[Pointing dataset records]
------------------------

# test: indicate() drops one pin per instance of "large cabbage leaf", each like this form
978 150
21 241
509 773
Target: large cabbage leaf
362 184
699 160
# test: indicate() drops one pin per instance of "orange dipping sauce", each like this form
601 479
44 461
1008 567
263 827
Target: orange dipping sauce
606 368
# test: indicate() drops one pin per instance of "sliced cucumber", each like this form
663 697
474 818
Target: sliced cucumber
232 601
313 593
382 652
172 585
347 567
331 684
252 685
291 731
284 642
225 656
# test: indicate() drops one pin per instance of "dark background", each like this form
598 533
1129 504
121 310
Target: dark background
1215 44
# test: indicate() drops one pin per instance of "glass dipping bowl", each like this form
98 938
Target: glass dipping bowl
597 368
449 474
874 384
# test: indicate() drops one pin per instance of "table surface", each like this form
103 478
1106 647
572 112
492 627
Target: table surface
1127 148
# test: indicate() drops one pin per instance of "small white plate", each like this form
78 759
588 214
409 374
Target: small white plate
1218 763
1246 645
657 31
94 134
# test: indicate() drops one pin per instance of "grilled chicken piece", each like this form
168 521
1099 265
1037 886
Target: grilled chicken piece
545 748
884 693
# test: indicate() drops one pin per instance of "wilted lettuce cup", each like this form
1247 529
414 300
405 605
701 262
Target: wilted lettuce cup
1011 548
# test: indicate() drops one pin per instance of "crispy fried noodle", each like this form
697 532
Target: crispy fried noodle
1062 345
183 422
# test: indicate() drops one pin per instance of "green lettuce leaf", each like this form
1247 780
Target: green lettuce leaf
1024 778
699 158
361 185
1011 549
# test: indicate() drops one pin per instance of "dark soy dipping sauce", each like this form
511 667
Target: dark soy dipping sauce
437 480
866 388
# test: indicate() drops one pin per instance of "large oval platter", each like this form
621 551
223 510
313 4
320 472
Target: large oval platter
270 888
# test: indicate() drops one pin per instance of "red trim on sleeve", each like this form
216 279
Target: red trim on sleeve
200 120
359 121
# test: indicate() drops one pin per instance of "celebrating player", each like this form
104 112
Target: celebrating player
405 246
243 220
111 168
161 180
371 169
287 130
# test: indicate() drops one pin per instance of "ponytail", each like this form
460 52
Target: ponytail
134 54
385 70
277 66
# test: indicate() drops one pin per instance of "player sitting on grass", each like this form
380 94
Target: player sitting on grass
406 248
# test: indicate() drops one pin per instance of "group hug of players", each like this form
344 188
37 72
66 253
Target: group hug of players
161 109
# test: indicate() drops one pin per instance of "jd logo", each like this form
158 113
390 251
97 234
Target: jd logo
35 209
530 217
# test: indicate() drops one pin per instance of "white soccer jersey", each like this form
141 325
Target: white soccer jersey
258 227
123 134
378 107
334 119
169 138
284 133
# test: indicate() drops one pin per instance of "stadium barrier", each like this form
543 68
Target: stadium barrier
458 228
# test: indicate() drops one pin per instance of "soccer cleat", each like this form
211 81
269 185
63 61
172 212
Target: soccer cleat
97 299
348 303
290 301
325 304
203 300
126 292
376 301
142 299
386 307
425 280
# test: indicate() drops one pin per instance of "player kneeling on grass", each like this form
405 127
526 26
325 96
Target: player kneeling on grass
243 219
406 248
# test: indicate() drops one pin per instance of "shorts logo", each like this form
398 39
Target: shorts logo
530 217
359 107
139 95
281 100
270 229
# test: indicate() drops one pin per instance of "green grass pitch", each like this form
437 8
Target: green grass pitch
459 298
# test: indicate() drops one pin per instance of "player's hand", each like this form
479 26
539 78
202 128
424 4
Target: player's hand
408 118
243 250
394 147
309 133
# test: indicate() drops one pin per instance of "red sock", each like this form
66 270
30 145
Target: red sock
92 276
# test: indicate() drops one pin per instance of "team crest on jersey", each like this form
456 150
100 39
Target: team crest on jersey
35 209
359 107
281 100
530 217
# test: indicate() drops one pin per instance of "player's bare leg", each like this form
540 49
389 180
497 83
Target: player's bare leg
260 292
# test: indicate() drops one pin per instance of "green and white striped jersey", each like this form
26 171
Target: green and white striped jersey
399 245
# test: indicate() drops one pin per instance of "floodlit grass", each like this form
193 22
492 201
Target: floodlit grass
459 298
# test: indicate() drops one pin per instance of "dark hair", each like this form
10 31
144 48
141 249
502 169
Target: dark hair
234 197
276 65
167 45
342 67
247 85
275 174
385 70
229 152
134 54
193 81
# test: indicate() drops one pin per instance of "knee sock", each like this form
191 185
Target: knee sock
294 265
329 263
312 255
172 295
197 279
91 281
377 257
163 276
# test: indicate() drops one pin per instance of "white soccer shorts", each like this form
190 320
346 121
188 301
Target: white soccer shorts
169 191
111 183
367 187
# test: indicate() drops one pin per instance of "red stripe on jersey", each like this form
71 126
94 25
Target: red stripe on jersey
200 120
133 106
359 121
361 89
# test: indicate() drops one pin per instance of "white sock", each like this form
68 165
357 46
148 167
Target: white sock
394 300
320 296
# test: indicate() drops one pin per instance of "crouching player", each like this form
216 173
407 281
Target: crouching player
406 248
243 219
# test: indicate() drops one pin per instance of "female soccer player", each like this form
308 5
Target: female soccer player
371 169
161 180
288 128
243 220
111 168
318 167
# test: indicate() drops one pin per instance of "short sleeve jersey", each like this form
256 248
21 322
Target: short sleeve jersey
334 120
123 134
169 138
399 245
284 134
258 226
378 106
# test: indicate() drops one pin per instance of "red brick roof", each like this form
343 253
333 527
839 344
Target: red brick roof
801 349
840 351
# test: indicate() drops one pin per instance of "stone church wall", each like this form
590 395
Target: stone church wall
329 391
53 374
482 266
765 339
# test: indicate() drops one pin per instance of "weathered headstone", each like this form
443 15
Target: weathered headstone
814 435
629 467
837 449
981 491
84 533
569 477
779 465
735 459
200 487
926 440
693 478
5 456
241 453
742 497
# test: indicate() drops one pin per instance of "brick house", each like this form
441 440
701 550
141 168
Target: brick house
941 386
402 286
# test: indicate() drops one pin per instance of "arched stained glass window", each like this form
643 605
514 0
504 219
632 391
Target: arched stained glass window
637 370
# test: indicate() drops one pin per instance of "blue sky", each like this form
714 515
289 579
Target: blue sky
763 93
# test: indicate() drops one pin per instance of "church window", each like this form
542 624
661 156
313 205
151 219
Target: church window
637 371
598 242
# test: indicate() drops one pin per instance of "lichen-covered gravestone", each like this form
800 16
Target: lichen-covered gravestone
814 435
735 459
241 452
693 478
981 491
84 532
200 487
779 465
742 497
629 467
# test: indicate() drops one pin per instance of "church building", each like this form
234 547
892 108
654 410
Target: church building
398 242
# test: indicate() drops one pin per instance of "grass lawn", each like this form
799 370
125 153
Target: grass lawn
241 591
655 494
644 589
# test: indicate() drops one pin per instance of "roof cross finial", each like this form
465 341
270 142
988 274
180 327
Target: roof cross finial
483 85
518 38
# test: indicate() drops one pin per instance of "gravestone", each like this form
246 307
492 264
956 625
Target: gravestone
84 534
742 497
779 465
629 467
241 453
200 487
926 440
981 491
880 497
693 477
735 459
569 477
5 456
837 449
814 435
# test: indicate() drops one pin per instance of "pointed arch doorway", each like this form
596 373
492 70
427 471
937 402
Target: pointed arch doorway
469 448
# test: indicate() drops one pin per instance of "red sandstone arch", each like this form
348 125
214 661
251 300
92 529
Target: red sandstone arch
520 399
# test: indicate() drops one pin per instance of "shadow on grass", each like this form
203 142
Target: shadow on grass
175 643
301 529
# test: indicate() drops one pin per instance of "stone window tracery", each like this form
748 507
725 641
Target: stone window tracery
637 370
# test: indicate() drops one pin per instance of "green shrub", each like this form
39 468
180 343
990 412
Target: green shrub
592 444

------------------------

TASK TO COMPLETE.
Please give back all of the records exactly as written.

FINISHED ANSWER.
# test: indicate() drops one pin per instance of "large cabbage leaf", each like this form
978 150
21 241
509 773
Target: large cabbage leaf
362 184
699 160
# test: indicate() drops one pin per instance of "orange dipping sauce", each like this form
601 479
44 461
1008 567
263 827
Target: orange dipping sauce
606 368
# test: indicate() drops one pin per instance of "sliced cucumber", each like this form
663 697
474 818
Target: sliced cucumber
232 601
313 593
382 652
172 585
347 567
331 684
252 685
291 731
284 642
225 656
# test: indicate() drops one pin per instance of "dark background", each like this form
598 533
1129 504
121 310
Target: dark background
1215 44
# test: indicate() drops one pin per instance of "glass dipping bowl", each like this form
98 938
Target: glass dipping bowl
597 368
449 474
874 384
# test: indicate() drops one pin per instance of "table surface", each like this form
103 478
1106 647
572 112
492 627
Target: table surface
1127 148
# test: indicate() drops one pin per instance of "small white plate", each like this form
78 759
588 214
409 374
Target: small white plate
1218 763
1246 645
657 31
94 134
# test: indicate() drops one pin per instance of "grilled chicken piece", each like this form
168 521
1099 265
1037 886
Target: grilled chicken piece
545 748
884 693
# test: indicate() drops one pin per instance of "wilted lettuce cup", each like this form
1247 529
414 300
405 605
701 262
Target: wilted lettuce cup
1011 548
# test: indicate() drops one pin per instance of "crispy fried noodle", each like this form
697 532
Target: crispy fried noodle
1062 345
183 422
# test: indicate() drops one pin per instance of "green lettuce leaf", each like this form
1247 780
Target: green lettuce leaf
1024 778
699 158
361 185
1011 549
# test: indicate() drops one pin per instance of "dark soy dipping sauce", each like this form
511 667
Target: dark soy dipping sauce
437 480
866 388
# test: indicate() drops one pin per instance of "large oval platter", each like this form
621 551
223 510
313 4
320 472
Target: large oval platter
270 888
# test: indicate() drops one pin per instance of "red trim on sleeve", each like this form
216 279
Target: red trim on sleeve
200 120
359 121
# test: indicate() drops one pin per instance of "celebrating player", each like this form
104 112
Target: celebrating player
405 246
243 220
111 168
161 180
371 169
287 130
# test: indicate() drops one pin per instance of "ponytail", each like this form
460 52
Target: ponytail
134 54
385 70
277 66
# test: indicate() drops one pin per instance of "player sitting on grass", each like this form
380 94
Target: player sitting on grass
406 248
# test: indicate() drops one pin per instance of "group hug of players", each like this form
344 188
37 72
66 253
Target: group hug of players
161 109
# test: indicate() drops one pin per instance of "jd logo", each like this form
158 113
390 251
97 234
Target: jd logo
35 209
530 217
# test: indicate() drops one pin per instance of "white soccer jersey", each like this form
141 325
Target: white soccer jersey
258 227
123 134
378 107
334 119
169 138
284 133
# test: indicate() drops one pin per instance of "stadium barrier", each like this form
543 68
Target: stadium barrier
458 228
# test: indicate() drops one pin per instance of "soccer cleat", each like this form
211 81
269 185
63 61
172 212
Target: soccer cleat
97 299
348 303
290 301
325 304
203 300
126 292
376 301
142 299
386 307
425 280
# test: indicate() drops one pin per instance of "player kneeling on grass", each like this form
405 127
526 26
325 96
Target: player kneeling on grass
243 219
406 248
# test: indicate() drops one pin per instance of "shorts logo", each like this form
398 39
Target: shorts logo
530 217
359 107
139 95
281 100
270 229
# test: indicate() drops one pin per instance of "green grass pitch", each like this form
437 8
Target: green grass pitch
459 298
# test: indicate() drops one pin per instance of "player's hand", each like this form
479 26
539 78
202 128
424 4
Target: player's hand
408 118
243 250
394 147
309 133
# test: indicate() drops one pin per instance of "red sock", each like this form
66 270
30 145
Target: red sock
92 276
# test: indicate() drops one pin per instance of "team crest on jersey", each like this form
456 150
100 39
Target: team crest on jersey
35 209
359 107
281 100
530 217
# test: indicate() drops one pin per instance of "player's bare leg", each like this form
540 49
389 180
497 83
Target: player's bare leg
260 292
# test: indicate() drops one pin per instance of "green and white striped jersey", each like this form
26 171
Target: green and white striped jersey
399 245
# test: indicate() drops one pin per instance of "floodlit grass", each like this form
193 22
492 201
Target: floodlit grass
459 298
# test: indicate() drops one pin per instance of "dark hair", each like this form
10 31
144 48
141 249
502 169
Target: dark hair
234 197
276 65
167 45
342 67
247 85
275 174
385 70
229 152
134 54
193 81
# test: indicate() drops one pin per instance of "knee sock", each like this form
191 185
Target: knee sock
294 265
329 263
312 255
172 295
197 279
91 281
377 257
163 276
# test: indicate() drops one pin per instance of "white soccer shorts", each like this form
190 320
346 121
188 301
Target: white soccer shorts
169 191
111 183
367 187
# test: indicate() drops one pin per instance of "red stripe on jersey", each like this form
71 126
94 25
Target: red stripe on jersey
200 120
133 106
359 121
361 89
# test: indicate() drops one pin per instance of "white sock", each like this form
68 165
357 46
148 167
Target: white sock
394 300
320 296
# test: indicate() drops one pin per instance of "crouching player", each like this form
216 173
407 281
Target: crouching player
406 248
243 219
# test: indicate() drops one pin per instance of "female soccer player", each like this form
308 5
Target: female soccer player
371 169
161 180
288 128
243 220
111 168
318 167
# test: indicate() drops one pin per instance of "short sleeve jersey", each like this form
256 248
21 322
Target: short sleeve jersey
334 120
123 134
169 138
399 245
284 134
258 226
378 106
# test: indicate() drops one pin per instance of "red brick roof", each like this form
343 253
333 527
839 344
Target: red brick roof
801 349
840 351
# test: indicate() drops one pin per instance of "stone church wall", each like this form
590 395
Target: stone church wall
329 391
53 374
482 266
765 339
# test: indicate() drops one pin per instance of "weathered headstone", each like this form
443 15
Target: weathered headstone
814 435
629 467
837 449
981 491
84 533
569 477
779 465
735 459
200 487
926 440
693 478
5 456
241 453
742 497
# test: indicate() drops one pin per instance of "brick house", each like this form
441 440
701 550
141 168
Target: brick house
941 386
402 286
# test: indicate() drops one pin per instance of "arched stained glass window", each like this form
643 605
514 0
504 219
632 391
Target: arched stained glass window
637 370
# test: indicate() drops one pin per instance of "blue sky", each like this form
714 515
289 579
Target: blue sky
763 93
# test: indicate() drops one pin per instance of "church window", each like this form
542 624
661 156
313 205
151 219
Target: church window
637 371
598 242
# test: indicate() drops one pin per instance of "lichen-covered gravestone", each like this form
800 16
Target: lichen-covered gravestone
814 435
735 459
241 452
693 478
981 491
84 532
200 487
779 465
742 497
629 467
# test: indicate() drops one pin per instance of "church building", each like this form
234 547
892 108
654 410
Target: church building
398 242
# test: indicate() drops one pin per instance of "grass lawn", each like this form
799 370
125 153
Target: grass lawn
241 591
655 494
644 589
# test: indicate() drops one pin per instance of "roof cross finial", each like this form
465 341
270 142
988 274
180 327
Target: roof cross finial
483 85
518 38
# test: indicate() drops one pin per instance of "gravestone", each like this form
246 307
492 264
956 625
Target: gravestone
84 534
742 497
779 465
629 467
241 453
200 487
926 440
981 491
880 497
693 477
735 459
569 477
5 456
837 449
814 435
# test: indicate() drops one pin per instance of "pointed arch doorway", each like this form
596 373
492 70
427 471
937 402
Target: pointed arch doorway
469 448
# test: indicate() drops one pin per instance of "red sandstone arch", each like this form
348 125
214 661
251 300
92 529
Target: red sandstone arch
520 399
# test: indicate() drops one pin per instance of "shadow on grass", each like this form
203 142
Target: shadow on grass
175 643
301 529
# test: indicate() drops one pin per instance of "stone window tracery", each like this form
748 507
725 641
Target: stone window tracery
637 370
# test: indicate() drops one pin per instance of "green shrub", each like this form
39 468
180 343
990 412
Target: green shrub
592 444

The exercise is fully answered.